Tekstfragment:
....

Er gaat niets boven Bramsche
Het is 2008, of daaromtrent. Ik woon samen met vriend WJBB, we raken onderhand aan elkaars gezelschap gewend. De zomervakantie is nog ver, we willen er even tussendoor op uit. We kennen het Teutoburger Woud, dat op een uurtje van Enschede ligt. Daar kunnen we heen rijden, maar waar precies? Er komen daar al zo veel toeristen. Ik kom op een idee.
We pakken de Grote Bosatlas erbij en slaan hem open op de kaart van Duitsland. Rondom het Teutoburger Woud kijken we naar mooie groene vlakken op de kaart, liefst met een beetje reliëf. We zijn er nog nooit exact geweest, maar dat moet geen probleem zijn toch? Het gaat er juist om dat je een beetje op avontuur gaat.
Verder navigerend op een online kaart zien we mogelijke vakantiehuisjes en hotels verschijnen. Dat laatste lijkt ons wel makkelijk. Lekker uitslapen, niet koken, beetje wandelen in de omgeving. Want: zo dicht bij het toeristisch gebied, dat moet toch wel mooi zijn! We boeken een hotel met sauna in het kleine gehucht Bramsche, met het idee: als het zo klein is, wandel je ook zo het buitengebied in.
Op de bewuste dag rijden we een uurtje noordwaarts en checken we in. Het hotel is op zich niets bijzonders. Het uitzicht ook niet: we hebben geen erg mooi gelegen kamer toebedeeld gekregen, of gevraagd. Naar buiten dan maar. Het is grillig weer. De mist hangt duimendik in de straten. De stoepen zijn smal en de auto’s scheuren belangeloos voorbij, alsof ze het bestaan van het dorp ontkennen. We proberen wandelpaden te vinden, maar stuiten op woonwijk na woonwijk, allemaal in nevelen gehuld. Er is geen kip op straat.
Terug uit deze nietszeggende kou besluiten we dan maar voor het eten nog even de sauna in te gaan. Goed geluimd hangen we onze badjassen om en gaan we op verkenningstocht door de keldergewelven van het oude hotel. Al gauw stuiten we op echte Duitse jaren ’70-charme. Oranje tegels, bruine plafonds, plastic sfeer, neppe raampjes met kleurenfoto’s van Spaanse stranden waar de beau monde van toen vertoefde. Het is hier beneden alsof de tijd heeft stilgestaan.

....

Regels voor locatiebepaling
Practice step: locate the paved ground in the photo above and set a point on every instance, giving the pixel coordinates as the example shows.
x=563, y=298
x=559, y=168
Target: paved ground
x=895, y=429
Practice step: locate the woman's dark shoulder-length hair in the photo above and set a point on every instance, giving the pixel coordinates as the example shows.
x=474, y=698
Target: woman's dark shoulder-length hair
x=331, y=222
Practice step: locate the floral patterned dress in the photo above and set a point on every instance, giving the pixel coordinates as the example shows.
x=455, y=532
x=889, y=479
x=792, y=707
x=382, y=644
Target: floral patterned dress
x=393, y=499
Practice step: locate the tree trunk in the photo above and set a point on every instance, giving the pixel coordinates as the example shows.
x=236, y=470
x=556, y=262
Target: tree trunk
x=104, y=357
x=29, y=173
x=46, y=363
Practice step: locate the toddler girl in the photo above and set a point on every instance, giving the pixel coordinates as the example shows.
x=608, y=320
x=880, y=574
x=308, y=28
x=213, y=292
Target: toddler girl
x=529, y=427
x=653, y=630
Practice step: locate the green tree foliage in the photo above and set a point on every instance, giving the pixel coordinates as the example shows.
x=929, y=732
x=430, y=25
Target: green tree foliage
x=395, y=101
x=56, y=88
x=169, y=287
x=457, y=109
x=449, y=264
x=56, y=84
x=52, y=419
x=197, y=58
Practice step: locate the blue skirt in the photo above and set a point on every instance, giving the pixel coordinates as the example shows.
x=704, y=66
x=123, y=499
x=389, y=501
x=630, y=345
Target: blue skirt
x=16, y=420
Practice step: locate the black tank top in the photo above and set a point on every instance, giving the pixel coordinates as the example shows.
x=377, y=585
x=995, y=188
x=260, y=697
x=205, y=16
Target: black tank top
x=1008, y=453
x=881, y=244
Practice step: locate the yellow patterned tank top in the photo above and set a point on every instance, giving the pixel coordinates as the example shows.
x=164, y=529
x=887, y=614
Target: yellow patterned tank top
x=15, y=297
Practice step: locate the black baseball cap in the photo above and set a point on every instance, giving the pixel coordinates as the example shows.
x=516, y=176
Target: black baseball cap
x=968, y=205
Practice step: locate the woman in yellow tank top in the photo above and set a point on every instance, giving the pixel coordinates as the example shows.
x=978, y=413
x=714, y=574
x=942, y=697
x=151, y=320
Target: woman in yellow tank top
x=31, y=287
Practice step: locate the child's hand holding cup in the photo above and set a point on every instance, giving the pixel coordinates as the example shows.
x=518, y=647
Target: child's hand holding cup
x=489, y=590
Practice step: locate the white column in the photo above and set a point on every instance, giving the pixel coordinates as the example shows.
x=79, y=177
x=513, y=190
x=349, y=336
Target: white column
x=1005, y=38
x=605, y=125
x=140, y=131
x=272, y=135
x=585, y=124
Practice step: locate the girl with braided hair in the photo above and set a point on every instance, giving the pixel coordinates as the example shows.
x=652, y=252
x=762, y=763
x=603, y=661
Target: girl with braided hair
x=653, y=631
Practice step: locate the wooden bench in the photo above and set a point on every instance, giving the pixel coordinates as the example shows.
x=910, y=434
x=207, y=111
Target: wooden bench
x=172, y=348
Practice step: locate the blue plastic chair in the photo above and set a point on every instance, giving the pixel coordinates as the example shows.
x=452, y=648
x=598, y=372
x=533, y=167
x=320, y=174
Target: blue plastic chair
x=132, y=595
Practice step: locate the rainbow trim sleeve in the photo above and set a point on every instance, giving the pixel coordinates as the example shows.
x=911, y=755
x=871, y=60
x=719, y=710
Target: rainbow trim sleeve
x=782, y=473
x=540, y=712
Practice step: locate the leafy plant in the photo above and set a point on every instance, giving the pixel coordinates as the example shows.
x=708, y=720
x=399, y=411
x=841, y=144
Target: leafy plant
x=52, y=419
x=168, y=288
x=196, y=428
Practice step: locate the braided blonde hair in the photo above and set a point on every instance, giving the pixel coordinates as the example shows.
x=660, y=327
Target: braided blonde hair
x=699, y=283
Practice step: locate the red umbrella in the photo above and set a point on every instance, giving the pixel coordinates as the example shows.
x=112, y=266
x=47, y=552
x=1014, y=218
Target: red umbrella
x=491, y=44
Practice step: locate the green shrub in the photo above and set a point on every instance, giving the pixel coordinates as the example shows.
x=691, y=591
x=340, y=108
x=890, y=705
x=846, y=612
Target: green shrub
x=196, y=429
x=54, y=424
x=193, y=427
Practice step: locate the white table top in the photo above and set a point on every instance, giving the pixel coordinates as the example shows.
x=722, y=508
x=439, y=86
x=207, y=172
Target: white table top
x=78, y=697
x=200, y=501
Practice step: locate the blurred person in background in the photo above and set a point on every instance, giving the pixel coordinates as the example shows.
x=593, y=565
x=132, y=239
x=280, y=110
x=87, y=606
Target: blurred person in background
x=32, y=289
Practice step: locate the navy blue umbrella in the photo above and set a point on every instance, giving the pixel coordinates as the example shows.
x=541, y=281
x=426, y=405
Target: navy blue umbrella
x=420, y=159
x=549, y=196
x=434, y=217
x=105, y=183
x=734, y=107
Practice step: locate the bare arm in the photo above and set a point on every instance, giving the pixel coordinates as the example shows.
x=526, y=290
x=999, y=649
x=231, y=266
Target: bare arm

....

Opdrachten:
(1) Leg in één tot drie zinnen uit waarom er in het verhaal over Bramsche voor een hotel in juist dat gehucht wordt gekozen.
(2) Zet het verhaal over Bramsche voort vanaf de laatste zin.
Deze regels spelen hierbij geen rol.

Antwoorden:
(1) Een hotel leek makkelijk: uitslapen, niet koken en wat wandelen in de omgeving. Bramsche sprak aan omdat je vanuit zo'n klein gehucht volgens hen meteen het buitengebied in zou wandelen. Daarnaast dachten ze dat het zo dicht bij het toeristische gebied wel mooi moest zijn.

(2)
Voorzichtig wandelen we door de verlaten gangen, alles helverlicht, dat wel. Gaan sauna’s in, zetten ons een beetje ongemakkelijk in plastic ligstoelen met formica tafeltjes. Het is bijna zo vervreemdend stil als in het Overlook Hotel. Dan zien we opeens de ultieme toevoeging aan dit landschap: een andere gast. Zijn kapsel is perfect, alsook zijn dikke borstelsnor, zijn strakke Speedo. Gelegen in de rustruimte verderop leest hij zijn krantje. Hij rookt er niet bij, waarschijnlijk simpelweg omdat dat hier niet mag.
Ongemakkelijk vervolgen we onze saunaroutine. We voelden ons al naakt, nu nog vele malen meer. Na nog wat dralen en hangen in onze badjassen, allebei doend alsof we ons bibliotheekboek lezen, gaan we toch maar naar boven. Deze saunamiddag is voorbij, we gaan eten.
Ik hoef eigenlijk niet meer te vertellen over dit weekendje weg. Op zondagavond rijden we stilletjes weer naar huis. Niet meer zomaar doen dan maar.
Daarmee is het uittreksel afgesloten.